§ Qué se pide:
Reescribe como una lista JSON de cadenas el tramo que va desde la línea que contiene "Target: blurred building" hasta la línea que contiene "(1290, 201)", ambas incluidas. Usa una cadena por cada línea y omite las líneas en blanco.

---*---

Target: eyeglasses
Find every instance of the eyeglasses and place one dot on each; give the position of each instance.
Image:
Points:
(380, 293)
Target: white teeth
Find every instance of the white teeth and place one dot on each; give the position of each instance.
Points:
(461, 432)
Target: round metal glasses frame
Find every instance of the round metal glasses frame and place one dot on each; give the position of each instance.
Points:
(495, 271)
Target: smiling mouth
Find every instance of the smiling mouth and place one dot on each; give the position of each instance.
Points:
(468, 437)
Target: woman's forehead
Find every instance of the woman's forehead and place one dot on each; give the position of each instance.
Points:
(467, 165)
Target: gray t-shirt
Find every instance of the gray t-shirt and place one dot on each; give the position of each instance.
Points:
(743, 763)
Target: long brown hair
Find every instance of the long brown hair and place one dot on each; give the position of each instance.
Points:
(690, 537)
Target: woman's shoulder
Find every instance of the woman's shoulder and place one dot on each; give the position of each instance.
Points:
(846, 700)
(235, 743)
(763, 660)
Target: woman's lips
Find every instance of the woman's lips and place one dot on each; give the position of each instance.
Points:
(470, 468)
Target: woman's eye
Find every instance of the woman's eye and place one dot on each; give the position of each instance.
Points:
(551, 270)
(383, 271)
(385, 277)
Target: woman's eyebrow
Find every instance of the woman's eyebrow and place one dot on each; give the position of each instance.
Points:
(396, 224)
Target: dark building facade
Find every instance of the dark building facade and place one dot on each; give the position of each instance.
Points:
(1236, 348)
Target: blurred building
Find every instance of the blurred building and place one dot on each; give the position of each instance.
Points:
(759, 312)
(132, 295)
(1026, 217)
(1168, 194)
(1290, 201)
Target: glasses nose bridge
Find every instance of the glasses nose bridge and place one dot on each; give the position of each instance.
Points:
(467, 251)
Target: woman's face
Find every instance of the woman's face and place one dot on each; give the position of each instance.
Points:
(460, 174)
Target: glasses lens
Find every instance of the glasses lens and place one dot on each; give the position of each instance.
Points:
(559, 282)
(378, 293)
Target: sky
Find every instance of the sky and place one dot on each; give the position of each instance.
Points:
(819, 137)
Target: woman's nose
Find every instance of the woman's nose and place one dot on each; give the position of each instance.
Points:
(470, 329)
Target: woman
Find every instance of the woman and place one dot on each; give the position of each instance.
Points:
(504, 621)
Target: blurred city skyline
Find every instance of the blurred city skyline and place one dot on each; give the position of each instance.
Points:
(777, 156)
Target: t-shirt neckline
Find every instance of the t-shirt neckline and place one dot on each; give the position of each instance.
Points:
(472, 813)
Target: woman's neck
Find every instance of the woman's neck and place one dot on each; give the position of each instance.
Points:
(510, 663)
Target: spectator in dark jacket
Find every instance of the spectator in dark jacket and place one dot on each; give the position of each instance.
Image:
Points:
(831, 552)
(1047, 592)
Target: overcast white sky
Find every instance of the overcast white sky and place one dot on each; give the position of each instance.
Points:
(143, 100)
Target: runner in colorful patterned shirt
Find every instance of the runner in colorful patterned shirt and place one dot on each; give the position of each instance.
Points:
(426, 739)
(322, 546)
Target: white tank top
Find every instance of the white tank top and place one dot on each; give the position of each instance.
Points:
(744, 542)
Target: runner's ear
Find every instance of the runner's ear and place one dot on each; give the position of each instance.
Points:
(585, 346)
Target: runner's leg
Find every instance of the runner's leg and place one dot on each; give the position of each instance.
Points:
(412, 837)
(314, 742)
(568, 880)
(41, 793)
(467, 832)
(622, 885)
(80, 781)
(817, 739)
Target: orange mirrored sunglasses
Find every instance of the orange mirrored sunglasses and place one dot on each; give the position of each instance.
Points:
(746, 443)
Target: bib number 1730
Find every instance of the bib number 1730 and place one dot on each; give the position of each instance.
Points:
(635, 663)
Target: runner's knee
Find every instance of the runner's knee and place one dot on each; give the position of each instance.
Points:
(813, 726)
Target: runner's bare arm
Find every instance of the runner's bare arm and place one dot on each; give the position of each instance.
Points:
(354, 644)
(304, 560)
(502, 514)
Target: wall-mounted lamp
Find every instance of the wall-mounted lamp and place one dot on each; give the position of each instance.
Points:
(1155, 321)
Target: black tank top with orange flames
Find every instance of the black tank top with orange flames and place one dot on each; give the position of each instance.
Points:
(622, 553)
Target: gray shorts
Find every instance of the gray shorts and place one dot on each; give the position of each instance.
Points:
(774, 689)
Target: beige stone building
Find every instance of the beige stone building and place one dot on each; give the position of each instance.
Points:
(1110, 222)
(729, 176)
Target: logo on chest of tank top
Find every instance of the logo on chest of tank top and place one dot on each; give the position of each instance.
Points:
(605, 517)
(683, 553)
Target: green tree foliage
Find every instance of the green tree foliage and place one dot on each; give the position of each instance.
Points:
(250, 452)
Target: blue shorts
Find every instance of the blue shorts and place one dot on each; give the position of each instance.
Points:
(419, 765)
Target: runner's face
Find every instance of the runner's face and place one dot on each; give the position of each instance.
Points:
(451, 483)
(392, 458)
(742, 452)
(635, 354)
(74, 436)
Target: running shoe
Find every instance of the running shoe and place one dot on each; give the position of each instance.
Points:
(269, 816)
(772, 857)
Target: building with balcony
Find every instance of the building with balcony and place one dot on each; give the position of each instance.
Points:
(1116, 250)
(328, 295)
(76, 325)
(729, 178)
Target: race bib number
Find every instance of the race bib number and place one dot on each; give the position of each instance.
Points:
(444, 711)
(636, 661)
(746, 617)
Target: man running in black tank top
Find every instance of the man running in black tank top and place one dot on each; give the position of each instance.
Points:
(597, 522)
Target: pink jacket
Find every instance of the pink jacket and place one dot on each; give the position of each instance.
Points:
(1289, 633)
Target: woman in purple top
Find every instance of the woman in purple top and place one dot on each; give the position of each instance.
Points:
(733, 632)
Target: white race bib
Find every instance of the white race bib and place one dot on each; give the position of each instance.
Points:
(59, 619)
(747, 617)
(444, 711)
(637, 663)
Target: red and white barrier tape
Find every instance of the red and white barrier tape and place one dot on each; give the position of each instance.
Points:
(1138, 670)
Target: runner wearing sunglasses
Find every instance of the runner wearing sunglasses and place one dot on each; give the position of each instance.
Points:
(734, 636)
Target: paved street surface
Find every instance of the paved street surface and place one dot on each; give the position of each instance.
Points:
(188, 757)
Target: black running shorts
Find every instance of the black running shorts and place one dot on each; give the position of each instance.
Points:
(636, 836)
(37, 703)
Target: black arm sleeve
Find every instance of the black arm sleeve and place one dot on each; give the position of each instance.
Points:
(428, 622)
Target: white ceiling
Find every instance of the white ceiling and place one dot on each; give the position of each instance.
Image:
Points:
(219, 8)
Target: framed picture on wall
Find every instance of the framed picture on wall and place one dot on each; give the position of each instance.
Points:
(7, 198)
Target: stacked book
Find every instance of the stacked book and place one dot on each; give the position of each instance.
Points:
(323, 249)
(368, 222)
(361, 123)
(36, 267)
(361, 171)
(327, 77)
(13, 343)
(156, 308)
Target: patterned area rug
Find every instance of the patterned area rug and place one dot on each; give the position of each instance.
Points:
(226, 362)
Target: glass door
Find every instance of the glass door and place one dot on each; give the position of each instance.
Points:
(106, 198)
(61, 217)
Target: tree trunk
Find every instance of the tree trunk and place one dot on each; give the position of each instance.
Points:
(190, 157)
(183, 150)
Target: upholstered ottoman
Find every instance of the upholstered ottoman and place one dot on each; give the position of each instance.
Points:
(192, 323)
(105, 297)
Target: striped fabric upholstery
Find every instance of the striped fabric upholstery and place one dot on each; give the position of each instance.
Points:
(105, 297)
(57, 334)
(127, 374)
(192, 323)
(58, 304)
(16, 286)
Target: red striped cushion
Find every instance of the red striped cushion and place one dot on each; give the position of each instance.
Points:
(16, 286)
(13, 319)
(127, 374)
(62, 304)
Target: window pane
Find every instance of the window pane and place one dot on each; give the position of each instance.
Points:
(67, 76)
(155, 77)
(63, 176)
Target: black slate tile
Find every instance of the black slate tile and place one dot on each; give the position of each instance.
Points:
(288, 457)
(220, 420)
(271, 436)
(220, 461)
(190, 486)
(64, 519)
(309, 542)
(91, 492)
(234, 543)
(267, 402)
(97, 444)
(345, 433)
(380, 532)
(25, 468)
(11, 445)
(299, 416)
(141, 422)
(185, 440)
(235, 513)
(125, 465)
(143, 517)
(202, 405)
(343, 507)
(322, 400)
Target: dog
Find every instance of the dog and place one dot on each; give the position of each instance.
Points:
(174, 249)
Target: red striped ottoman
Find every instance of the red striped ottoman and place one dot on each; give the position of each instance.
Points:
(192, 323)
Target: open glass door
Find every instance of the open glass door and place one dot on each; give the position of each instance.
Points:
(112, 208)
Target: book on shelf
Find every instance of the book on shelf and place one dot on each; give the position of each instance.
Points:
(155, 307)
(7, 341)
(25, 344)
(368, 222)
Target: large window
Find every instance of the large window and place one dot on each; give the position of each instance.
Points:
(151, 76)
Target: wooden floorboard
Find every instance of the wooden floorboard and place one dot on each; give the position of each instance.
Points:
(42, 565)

---*---

§ Resultado correcto:
[
  "Target: blurred building",
  "Find every instance of the blurred building and place one dot on each; give the position of each instance.",
  "Points:",
  "(759, 312)",
  "(132, 295)",
  "(1026, 217)",
  "(1168, 194)",
  "(1290, 201)"
]